Point localization data
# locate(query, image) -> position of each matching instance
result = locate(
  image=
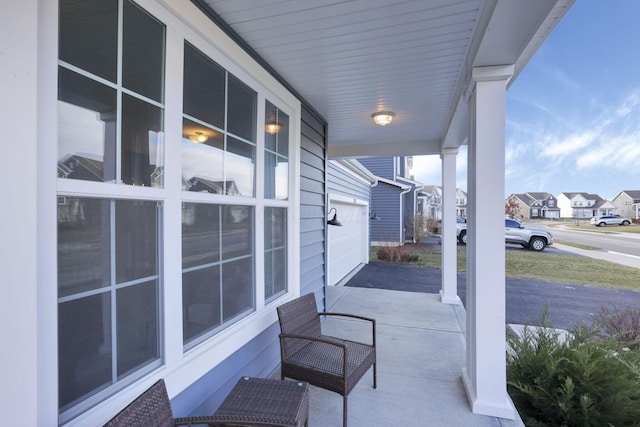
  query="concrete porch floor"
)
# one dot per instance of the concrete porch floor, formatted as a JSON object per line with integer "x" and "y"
{"x": 421, "y": 351}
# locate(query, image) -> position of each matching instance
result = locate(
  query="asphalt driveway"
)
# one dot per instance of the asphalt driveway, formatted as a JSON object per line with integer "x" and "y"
{"x": 526, "y": 299}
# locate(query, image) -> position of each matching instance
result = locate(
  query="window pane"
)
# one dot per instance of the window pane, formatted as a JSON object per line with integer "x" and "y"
{"x": 142, "y": 53}
{"x": 237, "y": 231}
{"x": 86, "y": 128}
{"x": 204, "y": 88}
{"x": 89, "y": 36}
{"x": 142, "y": 143}
{"x": 275, "y": 273}
{"x": 136, "y": 240}
{"x": 200, "y": 234}
{"x": 84, "y": 347}
{"x": 202, "y": 158}
{"x": 137, "y": 320}
{"x": 241, "y": 115}
{"x": 84, "y": 245}
{"x": 240, "y": 167}
{"x": 237, "y": 288}
{"x": 200, "y": 301}
{"x": 275, "y": 243}
{"x": 276, "y": 177}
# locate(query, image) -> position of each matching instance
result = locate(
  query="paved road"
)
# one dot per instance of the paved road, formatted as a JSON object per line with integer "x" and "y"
{"x": 526, "y": 299}
{"x": 614, "y": 240}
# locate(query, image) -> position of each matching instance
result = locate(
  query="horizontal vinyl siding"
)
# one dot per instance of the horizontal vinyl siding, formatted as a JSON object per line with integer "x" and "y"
{"x": 380, "y": 166}
{"x": 343, "y": 183}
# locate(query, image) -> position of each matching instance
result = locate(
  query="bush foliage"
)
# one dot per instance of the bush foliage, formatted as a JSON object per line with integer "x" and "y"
{"x": 578, "y": 379}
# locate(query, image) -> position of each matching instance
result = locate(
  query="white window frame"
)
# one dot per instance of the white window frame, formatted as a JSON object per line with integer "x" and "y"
{"x": 183, "y": 21}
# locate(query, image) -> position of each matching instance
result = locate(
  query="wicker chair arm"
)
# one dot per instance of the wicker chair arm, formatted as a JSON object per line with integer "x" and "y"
{"x": 317, "y": 339}
{"x": 355, "y": 316}
{"x": 189, "y": 421}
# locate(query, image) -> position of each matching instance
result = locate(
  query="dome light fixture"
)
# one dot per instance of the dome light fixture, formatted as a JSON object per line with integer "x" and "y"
{"x": 383, "y": 118}
{"x": 198, "y": 137}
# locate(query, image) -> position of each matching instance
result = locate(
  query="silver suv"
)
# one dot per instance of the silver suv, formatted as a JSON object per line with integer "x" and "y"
{"x": 515, "y": 232}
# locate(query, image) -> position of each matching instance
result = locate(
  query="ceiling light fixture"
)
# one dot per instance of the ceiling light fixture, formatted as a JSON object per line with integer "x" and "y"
{"x": 198, "y": 137}
{"x": 383, "y": 118}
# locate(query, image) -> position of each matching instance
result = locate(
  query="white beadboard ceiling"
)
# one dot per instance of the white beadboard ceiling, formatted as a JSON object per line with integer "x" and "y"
{"x": 350, "y": 58}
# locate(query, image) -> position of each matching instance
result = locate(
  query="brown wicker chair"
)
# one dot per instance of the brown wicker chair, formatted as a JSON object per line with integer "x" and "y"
{"x": 328, "y": 362}
{"x": 152, "y": 408}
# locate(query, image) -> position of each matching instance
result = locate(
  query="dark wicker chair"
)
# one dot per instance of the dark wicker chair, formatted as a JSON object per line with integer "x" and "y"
{"x": 328, "y": 362}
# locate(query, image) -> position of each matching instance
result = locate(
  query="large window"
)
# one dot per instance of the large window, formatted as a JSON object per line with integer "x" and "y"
{"x": 123, "y": 253}
{"x": 110, "y": 130}
{"x": 110, "y": 99}
{"x": 219, "y": 129}
{"x": 108, "y": 293}
{"x": 217, "y": 261}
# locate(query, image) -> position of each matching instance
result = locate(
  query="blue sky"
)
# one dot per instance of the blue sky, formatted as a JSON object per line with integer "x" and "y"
{"x": 573, "y": 114}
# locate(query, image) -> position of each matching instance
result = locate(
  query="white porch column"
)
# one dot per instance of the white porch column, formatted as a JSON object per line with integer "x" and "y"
{"x": 449, "y": 291}
{"x": 485, "y": 373}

# How to complete this task
Each entry above must be set down word for word; none of its pictures belong in the copy.

# Exercise answer
# locate(query, image) -> position of each matching instance
result = locate(
  image=
  query="concrete porch floor"
)
# one dot per instance of the concrete porch floor, formatted as a JSON object per line with integer "x" and "y"
{"x": 421, "y": 351}
# locate(query, image) -> position of each matching instance
result = locate(
  query="asphalt driveway"
)
# one dot per instance of the asphalt driveway, formatted as a JSON object per line with integer "x" and "y"
{"x": 526, "y": 299}
# locate(query, image) -> position of each matching instance
result = locate(
  query="window pane"
)
# one dot per instance of the window pane, formatted as a JSON object per line with integer "x" and "y"
{"x": 142, "y": 53}
{"x": 237, "y": 231}
{"x": 86, "y": 128}
{"x": 204, "y": 88}
{"x": 89, "y": 36}
{"x": 142, "y": 143}
{"x": 275, "y": 273}
{"x": 136, "y": 240}
{"x": 200, "y": 234}
{"x": 84, "y": 347}
{"x": 202, "y": 158}
{"x": 137, "y": 320}
{"x": 241, "y": 115}
{"x": 84, "y": 245}
{"x": 240, "y": 167}
{"x": 237, "y": 288}
{"x": 200, "y": 301}
{"x": 275, "y": 243}
{"x": 276, "y": 177}
# locate(query, image) -> position of each matching instance
result = locate(
  query="paved road"
)
# one dot per instance of the paved road, formatted as a JSON object per line with integer "x" and "y"
{"x": 526, "y": 299}
{"x": 614, "y": 240}
# locate(query, image) -> position of each matching instance
result = locate(
  query="horizontal vinyl siding"
)
# one dot per instance of the horizontal vinyl siding, formatted as a JSON object per line with integer "x" and "y"
{"x": 380, "y": 166}
{"x": 343, "y": 183}
# locate(query, image) -> position of each matching instance
result = locate(
  query="bush foliage"
)
# one dot per instance of the bush foliage, formatted as a JSON object per line with integer "x" and "y"
{"x": 578, "y": 379}
# locate(query, image) -> position of each matching instance
result = locate(
  query="white window frame"
)
# one dot per instance of the white window frame, formatted as a JSON object per line with integer "x" and "y"
{"x": 183, "y": 21}
# locate(query, image) -> position of each matching instance
result = locate(
  query="wicker chair arm"
)
# one dot per instance of the wicker chair arm, formatted as a JSON object per line with integer "x" and "y"
{"x": 317, "y": 339}
{"x": 355, "y": 316}
{"x": 189, "y": 421}
# locate(query, image) -> position of each matching instance
result = locate(
  query="dome light fixture"
)
# one dot per instance of the dome light fixture, formatted as a JSON object per line with integer "x" and "y"
{"x": 383, "y": 118}
{"x": 198, "y": 137}
# locate(query, image) -> position of each matching instance
result = locate(
  query="silver suv"
)
# one dot per instance of the silver suv, formatted as a JSON object per line with integer "x" and "y"
{"x": 515, "y": 232}
# locate(query, image) -> position of each matching instance
result = locate(
  query="ceiling light fixture"
)
# one dot per instance of the ceiling light fixture, formatted as a JSON object per line with integer "x" and "y"
{"x": 198, "y": 137}
{"x": 383, "y": 118}
# locate(query, image) -> position of each matching instance
result = locate(
  query="white beadboard ceiling"
)
# one dot per instance of the white beadboard ceiling, formatted as a JSON object per line with integer "x" and "y"
{"x": 350, "y": 58}
# locate(query, image) -> position of each matching instance
result = locate(
  query="brown wicker chair"
)
# one dot per instance of the brown wicker chair, formatted as a JSON object per line with integer "x" and "y"
{"x": 328, "y": 362}
{"x": 152, "y": 408}
# locate(query, image) -> position of each matching instance
result = locate(
  query="dark wicker chair"
)
# one dot per instance of the dark wicker chair, formatted as a JSON object per line with integer "x" and "y"
{"x": 328, "y": 362}
# locate(query, image) -> position of each matching instance
result = locate(
  query="large window"
)
# one dot per instance of the large window, formatted as a JSON object per line with integer "x" and "y"
{"x": 123, "y": 253}
{"x": 110, "y": 130}
{"x": 110, "y": 99}
{"x": 219, "y": 129}
{"x": 108, "y": 293}
{"x": 217, "y": 261}
# locate(query, image) -> position of each matching instance
result = locate(
  query="blue sky"
)
# one dot per instance of the blue sky, formatted as a JSON object per line with integer "x" and "y"
{"x": 573, "y": 114}
# locate(query, image) -> position of each matching instance
result = locate(
  query="white porch column"
)
# one dot per instance of the white porch column, formatted as a JSON object per line with integer "x" and "y"
{"x": 449, "y": 291}
{"x": 485, "y": 373}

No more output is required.